== Information given ==
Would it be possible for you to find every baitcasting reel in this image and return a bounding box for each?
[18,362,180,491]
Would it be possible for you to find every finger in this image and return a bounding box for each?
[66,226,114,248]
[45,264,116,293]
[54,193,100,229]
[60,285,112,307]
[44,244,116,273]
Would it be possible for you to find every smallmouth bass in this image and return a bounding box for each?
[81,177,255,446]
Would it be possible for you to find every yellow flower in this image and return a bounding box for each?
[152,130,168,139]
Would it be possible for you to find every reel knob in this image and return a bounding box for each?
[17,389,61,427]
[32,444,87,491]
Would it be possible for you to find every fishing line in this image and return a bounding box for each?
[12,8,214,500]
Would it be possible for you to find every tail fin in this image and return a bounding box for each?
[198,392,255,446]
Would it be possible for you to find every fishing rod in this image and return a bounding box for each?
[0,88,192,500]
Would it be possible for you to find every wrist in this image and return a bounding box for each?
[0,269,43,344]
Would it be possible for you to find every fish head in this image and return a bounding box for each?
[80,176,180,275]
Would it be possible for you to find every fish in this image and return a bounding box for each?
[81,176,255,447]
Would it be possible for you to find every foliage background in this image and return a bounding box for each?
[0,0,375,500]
==
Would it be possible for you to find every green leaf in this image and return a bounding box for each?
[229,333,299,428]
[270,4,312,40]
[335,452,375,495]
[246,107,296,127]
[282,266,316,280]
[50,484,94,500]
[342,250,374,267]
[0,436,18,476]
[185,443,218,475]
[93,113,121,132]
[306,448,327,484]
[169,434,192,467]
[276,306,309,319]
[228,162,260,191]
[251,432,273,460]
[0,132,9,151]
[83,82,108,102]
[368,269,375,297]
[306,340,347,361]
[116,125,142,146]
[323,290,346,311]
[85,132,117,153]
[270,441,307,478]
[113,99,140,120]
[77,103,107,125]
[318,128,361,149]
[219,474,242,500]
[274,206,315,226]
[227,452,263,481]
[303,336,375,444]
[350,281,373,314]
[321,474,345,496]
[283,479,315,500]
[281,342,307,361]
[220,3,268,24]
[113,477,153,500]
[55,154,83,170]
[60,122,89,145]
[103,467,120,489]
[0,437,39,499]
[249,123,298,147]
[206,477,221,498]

== Task brief ==
Reproduce the stretch above from the line containing "Would it be possible for you to find every foliage" through the line containing "[0,0,375,500]", including the request line, and shift each coordinate in the answers by adding 148 to it.

== Written solution ==
Would it be possible for you to find every foliage background in this image and return a bounding box for each?
[148,148,523,648]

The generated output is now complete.